The request → Can you arrange every line of the data below as a numbered list, skipping blank lines and leaving out the pictures?

Dataset excerpt →

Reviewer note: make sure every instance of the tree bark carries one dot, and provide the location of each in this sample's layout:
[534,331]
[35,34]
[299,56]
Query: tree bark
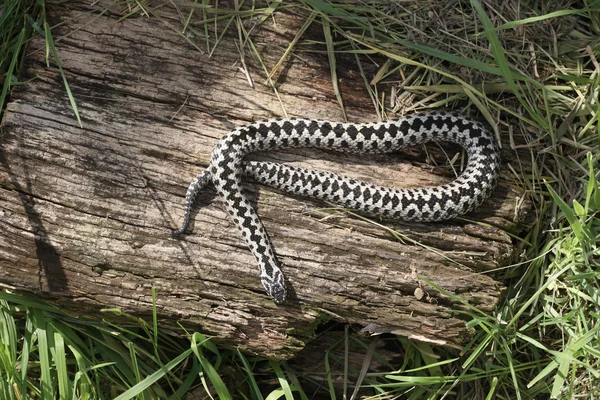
[86,212]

Output for this task →
1. Reviewer note: make sure every instance of the tree bark carries one dot, and provide the location of each in this sample's layout:
2. [534,331]
3. [35,34]
4. [299,56]
5. Query: tree bark
6. [86,212]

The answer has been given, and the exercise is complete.